= YOUR OBJECTIVE =
Reproduce all the entries below with each "one point per instance" replaced by "one point per object" and nothing else altered. Leave the pictures out of your answer.

= INPUT =
################

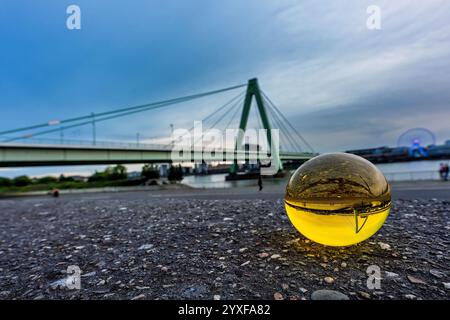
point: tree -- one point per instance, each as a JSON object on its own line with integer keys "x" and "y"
{"x": 119, "y": 172}
{"x": 175, "y": 173}
{"x": 21, "y": 181}
{"x": 47, "y": 180}
{"x": 63, "y": 178}
{"x": 149, "y": 171}
{"x": 5, "y": 182}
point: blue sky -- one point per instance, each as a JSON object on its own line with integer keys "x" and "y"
{"x": 343, "y": 86}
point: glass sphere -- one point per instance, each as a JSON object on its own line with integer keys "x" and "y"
{"x": 338, "y": 199}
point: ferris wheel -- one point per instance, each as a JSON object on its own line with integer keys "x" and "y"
{"x": 417, "y": 140}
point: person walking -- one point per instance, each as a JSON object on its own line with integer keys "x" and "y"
{"x": 441, "y": 171}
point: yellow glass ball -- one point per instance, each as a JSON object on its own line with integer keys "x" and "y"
{"x": 338, "y": 199}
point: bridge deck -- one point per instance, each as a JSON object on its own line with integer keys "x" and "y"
{"x": 23, "y": 155}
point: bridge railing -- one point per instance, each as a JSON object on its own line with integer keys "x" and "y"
{"x": 71, "y": 142}
{"x": 412, "y": 175}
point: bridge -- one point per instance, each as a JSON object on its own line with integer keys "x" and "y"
{"x": 25, "y": 150}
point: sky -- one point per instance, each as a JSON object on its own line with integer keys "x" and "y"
{"x": 342, "y": 85}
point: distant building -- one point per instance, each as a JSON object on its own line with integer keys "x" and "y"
{"x": 79, "y": 178}
{"x": 134, "y": 175}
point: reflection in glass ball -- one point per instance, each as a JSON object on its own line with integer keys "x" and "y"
{"x": 338, "y": 199}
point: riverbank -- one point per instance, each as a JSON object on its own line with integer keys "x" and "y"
{"x": 140, "y": 246}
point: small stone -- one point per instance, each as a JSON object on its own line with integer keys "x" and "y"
{"x": 145, "y": 247}
{"x": 329, "y": 280}
{"x": 437, "y": 273}
{"x": 384, "y": 246}
{"x": 363, "y": 294}
{"x": 415, "y": 280}
{"x": 391, "y": 274}
{"x": 278, "y": 296}
{"x": 328, "y": 295}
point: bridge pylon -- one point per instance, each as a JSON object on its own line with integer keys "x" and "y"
{"x": 254, "y": 91}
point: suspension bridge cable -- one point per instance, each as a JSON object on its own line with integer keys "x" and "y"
{"x": 289, "y": 124}
{"x": 291, "y": 141}
{"x": 80, "y": 124}
{"x": 220, "y": 119}
{"x": 164, "y": 102}
{"x": 211, "y": 115}
{"x": 152, "y": 107}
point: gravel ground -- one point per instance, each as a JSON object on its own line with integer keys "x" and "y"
{"x": 163, "y": 248}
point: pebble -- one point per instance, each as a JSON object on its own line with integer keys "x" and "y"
{"x": 415, "y": 280}
{"x": 384, "y": 246}
{"x": 329, "y": 280}
{"x": 278, "y": 296}
{"x": 391, "y": 274}
{"x": 328, "y": 295}
{"x": 363, "y": 294}
{"x": 145, "y": 247}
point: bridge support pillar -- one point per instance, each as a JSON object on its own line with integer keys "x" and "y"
{"x": 253, "y": 91}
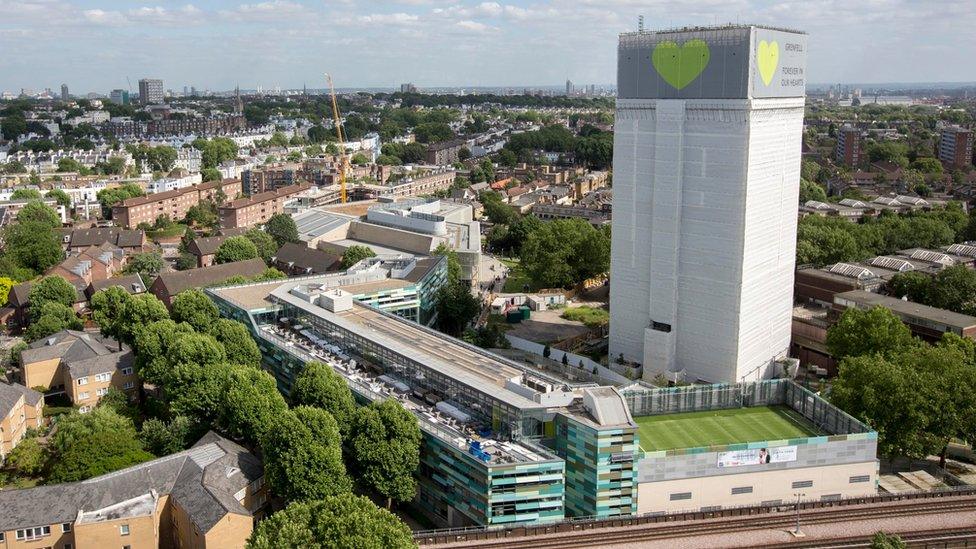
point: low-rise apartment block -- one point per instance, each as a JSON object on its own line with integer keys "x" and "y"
{"x": 20, "y": 409}
{"x": 83, "y": 366}
{"x": 206, "y": 497}
{"x": 257, "y": 209}
{"x": 173, "y": 204}
{"x": 956, "y": 147}
{"x": 445, "y": 153}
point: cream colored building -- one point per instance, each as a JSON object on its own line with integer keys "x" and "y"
{"x": 81, "y": 365}
{"x": 205, "y": 497}
{"x": 20, "y": 409}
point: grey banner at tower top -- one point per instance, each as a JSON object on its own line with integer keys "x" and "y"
{"x": 732, "y": 62}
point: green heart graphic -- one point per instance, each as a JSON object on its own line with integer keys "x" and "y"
{"x": 768, "y": 59}
{"x": 680, "y": 66}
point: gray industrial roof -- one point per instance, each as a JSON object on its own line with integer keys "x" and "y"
{"x": 315, "y": 223}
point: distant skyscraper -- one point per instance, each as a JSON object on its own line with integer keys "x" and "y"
{"x": 150, "y": 91}
{"x": 848, "y": 149}
{"x": 707, "y": 143}
{"x": 119, "y": 97}
{"x": 956, "y": 147}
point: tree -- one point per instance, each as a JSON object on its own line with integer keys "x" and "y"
{"x": 138, "y": 311}
{"x": 868, "y": 332}
{"x": 53, "y": 317}
{"x": 317, "y": 134}
{"x": 51, "y": 289}
{"x": 564, "y": 252}
{"x": 6, "y": 284}
{"x": 215, "y": 151}
{"x": 954, "y": 288}
{"x": 112, "y": 196}
{"x": 239, "y": 346}
{"x": 61, "y": 197}
{"x": 265, "y": 244}
{"x": 303, "y": 456}
{"x": 236, "y": 248}
{"x": 355, "y": 254}
{"x": 811, "y": 191}
{"x": 914, "y": 285}
{"x": 195, "y": 308}
{"x": 92, "y": 444}
{"x": 345, "y": 520}
{"x": 456, "y": 307}
{"x": 26, "y": 194}
{"x": 32, "y": 246}
{"x": 281, "y": 227}
{"x": 385, "y": 448}
{"x": 36, "y": 211}
{"x": 27, "y": 458}
{"x": 13, "y": 126}
{"x": 147, "y": 264}
{"x": 210, "y": 174}
{"x": 162, "y": 438}
{"x": 320, "y": 386}
{"x": 453, "y": 262}
{"x": 251, "y": 404}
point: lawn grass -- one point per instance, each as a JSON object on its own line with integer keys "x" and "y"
{"x": 717, "y": 427}
{"x": 592, "y": 317}
{"x": 517, "y": 278}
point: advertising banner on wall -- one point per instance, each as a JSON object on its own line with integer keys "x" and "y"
{"x": 761, "y": 456}
{"x": 730, "y": 62}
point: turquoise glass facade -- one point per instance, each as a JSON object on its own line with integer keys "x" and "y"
{"x": 601, "y": 468}
{"x": 457, "y": 489}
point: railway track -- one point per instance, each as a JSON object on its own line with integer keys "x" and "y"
{"x": 589, "y": 537}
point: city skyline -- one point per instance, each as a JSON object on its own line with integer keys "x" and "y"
{"x": 433, "y": 43}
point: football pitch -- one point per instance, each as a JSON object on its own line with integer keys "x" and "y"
{"x": 714, "y": 427}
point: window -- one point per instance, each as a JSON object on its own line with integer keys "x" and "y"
{"x": 30, "y": 534}
{"x": 661, "y": 327}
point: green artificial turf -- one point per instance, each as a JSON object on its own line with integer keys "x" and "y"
{"x": 716, "y": 427}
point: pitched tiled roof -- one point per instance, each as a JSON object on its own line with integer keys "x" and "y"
{"x": 302, "y": 257}
{"x": 175, "y": 282}
{"x": 206, "y": 245}
{"x": 10, "y": 394}
{"x": 203, "y": 480}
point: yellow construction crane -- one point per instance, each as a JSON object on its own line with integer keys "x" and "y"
{"x": 343, "y": 159}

################

= EXERCISE SOLUTION =
point: tree -- one point per object, each as a JSON object on its own line with integer keys "x" and "y"
{"x": 119, "y": 172}
{"x": 175, "y": 173}
{"x": 21, "y": 181}
{"x": 47, "y": 180}
{"x": 63, "y": 178}
{"x": 149, "y": 171}
{"x": 5, "y": 182}
point: blue sky -- one point per object, each as a JSON object on its own line with integer keys "x" and "y"
{"x": 343, "y": 86}
point: glass sphere -- one point per object, each as a JSON object on its own line with integer keys "x" and "y"
{"x": 338, "y": 199}
point: ferris wheel -- one point per object, each as a JSON object on its own line with integer keys "x" and "y"
{"x": 417, "y": 140}
point: person walking -- one point per object, each as a JSON object on its own line with integer keys "x" and "y"
{"x": 441, "y": 171}
point: yellow glass ball -- one point per object, each as a JSON object on its own line with integer keys "x" and "y"
{"x": 338, "y": 199}
point: bridge deck -- one point per object, each as a JSON object on its own line with integer keys "x" and "y"
{"x": 23, "y": 155}
point: bridge railing -- one point per object, each as a JSON object on its own line with integer keys "x" and "y"
{"x": 71, "y": 142}
{"x": 412, "y": 175}
point: bridge -- one point per object, each as a JSON object on its own line with integer keys "x" and "y"
{"x": 25, "y": 150}
point: sky -- one point per object, each as a JSON object on its own line with integer keys "x" and "y"
{"x": 342, "y": 85}
point: distant building -- one point per object, each as a JSON object on its own line with integer keys "x" and "y"
{"x": 79, "y": 178}
{"x": 134, "y": 175}
point: reflection in glass ball -- one point per object, each as a JSON object on its own line with integer keys "x" and "y"
{"x": 338, "y": 199}
point: riverbank -- one point per object, each as a JSON object on its own line with integer keys "x" and "y"
{"x": 140, "y": 246}
point: small stone -- one point per object, each as a JSON object on its own line with integer keys "x" and "y"
{"x": 145, "y": 247}
{"x": 329, "y": 280}
{"x": 437, "y": 273}
{"x": 384, "y": 246}
{"x": 363, "y": 294}
{"x": 415, "y": 280}
{"x": 391, "y": 274}
{"x": 278, "y": 296}
{"x": 328, "y": 295}
point: bridge pylon -- one point per object, each as a JSON object on its own line with integer keys "x" and "y"
{"x": 254, "y": 91}
point: suspension bridge cable -- one point per object, each as a JSON object on its own line with integer keys "x" and "y"
{"x": 289, "y": 124}
{"x": 291, "y": 141}
{"x": 80, "y": 124}
{"x": 220, "y": 119}
{"x": 164, "y": 102}
{"x": 211, "y": 115}
{"x": 152, "y": 107}
point: gravel ground -- one point per object, each as a JSON object on its own line with integer keys "x" and "y"
{"x": 163, "y": 248}
point: pebble -- one point per object, each as a JSON object on its own line with integer keys "x" and "y"
{"x": 415, "y": 280}
{"x": 384, "y": 246}
{"x": 329, "y": 280}
{"x": 278, "y": 296}
{"x": 391, "y": 274}
{"x": 328, "y": 295}
{"x": 363, "y": 294}
{"x": 145, "y": 247}
point: bridge support pillar -- one point per object, each as a JSON object on its own line with integer keys "x" and "y"
{"x": 253, "y": 91}
point: low-rise apartment block -- one point per object, each as a JSON object on its own line with integer keys "x" and "y"
{"x": 20, "y": 409}
{"x": 83, "y": 366}
{"x": 206, "y": 497}
{"x": 257, "y": 209}
{"x": 173, "y": 204}
{"x": 956, "y": 147}
{"x": 445, "y": 153}
point: cream colored building -- one point per object, each as a JSON object on its own line with integer keys "x" and "y"
{"x": 81, "y": 365}
{"x": 205, "y": 497}
{"x": 20, "y": 409}
point: grey banner at tower top -- one point per object, each as a JSON object on its own line with integer keys "x" and "y"
{"x": 732, "y": 62}
point: green heart graphic -- one point per object, each as a JSON object on its own line with integer keys "x" and "y"
{"x": 768, "y": 59}
{"x": 680, "y": 66}
point: gray industrial roof -- one point per object, each as a JSON object on its own line with integer keys "x" and "y"
{"x": 315, "y": 223}
point: distant skyscraper -- one point per object, each as a JSON object on its own line with integer keys "x" and "y"
{"x": 150, "y": 91}
{"x": 848, "y": 149}
{"x": 707, "y": 143}
{"x": 119, "y": 97}
{"x": 956, "y": 147}
point: tree -- one point per object, each as a JSON object on its own line with integer keys "x" and "y"
{"x": 138, "y": 311}
{"x": 868, "y": 332}
{"x": 53, "y": 317}
{"x": 317, "y": 134}
{"x": 51, "y": 289}
{"x": 564, "y": 252}
{"x": 6, "y": 284}
{"x": 215, "y": 151}
{"x": 954, "y": 288}
{"x": 112, "y": 196}
{"x": 239, "y": 346}
{"x": 61, "y": 197}
{"x": 265, "y": 244}
{"x": 303, "y": 456}
{"x": 236, "y": 248}
{"x": 355, "y": 254}
{"x": 811, "y": 191}
{"x": 914, "y": 285}
{"x": 195, "y": 308}
{"x": 92, "y": 444}
{"x": 345, "y": 520}
{"x": 456, "y": 307}
{"x": 26, "y": 194}
{"x": 32, "y": 246}
{"x": 281, "y": 227}
{"x": 385, "y": 448}
{"x": 36, "y": 211}
{"x": 27, "y": 458}
{"x": 13, "y": 126}
{"x": 147, "y": 264}
{"x": 210, "y": 174}
{"x": 162, "y": 438}
{"x": 320, "y": 386}
{"x": 453, "y": 262}
{"x": 251, "y": 404}
point: lawn grass -- one point per object, each as a JSON object on its own line with integer keys "x" and "y"
{"x": 717, "y": 427}
{"x": 592, "y": 317}
{"x": 517, "y": 278}
point: advertising banner on wall -- one point per object, each as a JSON object on its own line with integer keys "x" and "y"
{"x": 761, "y": 456}
{"x": 730, "y": 62}
point: turquoise glass facade -- one point per object, each as a JSON object on its own line with integer keys "x" and "y"
{"x": 601, "y": 468}
{"x": 457, "y": 489}
point: railway track -- one point per object, each as a JSON object on its own line with integer keys "x" and "y"
{"x": 589, "y": 537}
point: city skyline -- one point per object, each as a JSON object on its own line with integer keys "x" and "y"
{"x": 433, "y": 43}
point: football pitch -- one point per object, each as a JSON object on its own line with integer keys "x" and "y"
{"x": 714, "y": 427}
point: window -- one point per object, each as a JSON object on its own line with integer keys "x" and "y"
{"x": 30, "y": 534}
{"x": 661, "y": 327}
point: green artificial turf -- one point per object, each as a JSON object on its own line with integer keys "x" and "y"
{"x": 716, "y": 427}
point: pitched tiled roof -- one point per object, each as a JSON object on its own line with integer keys "x" and "y"
{"x": 302, "y": 257}
{"x": 175, "y": 282}
{"x": 206, "y": 245}
{"x": 10, "y": 394}
{"x": 203, "y": 480}
point: yellow construction crane -- one point per object, each as a JSON object on its own line with integer keys "x" and "y"
{"x": 343, "y": 159}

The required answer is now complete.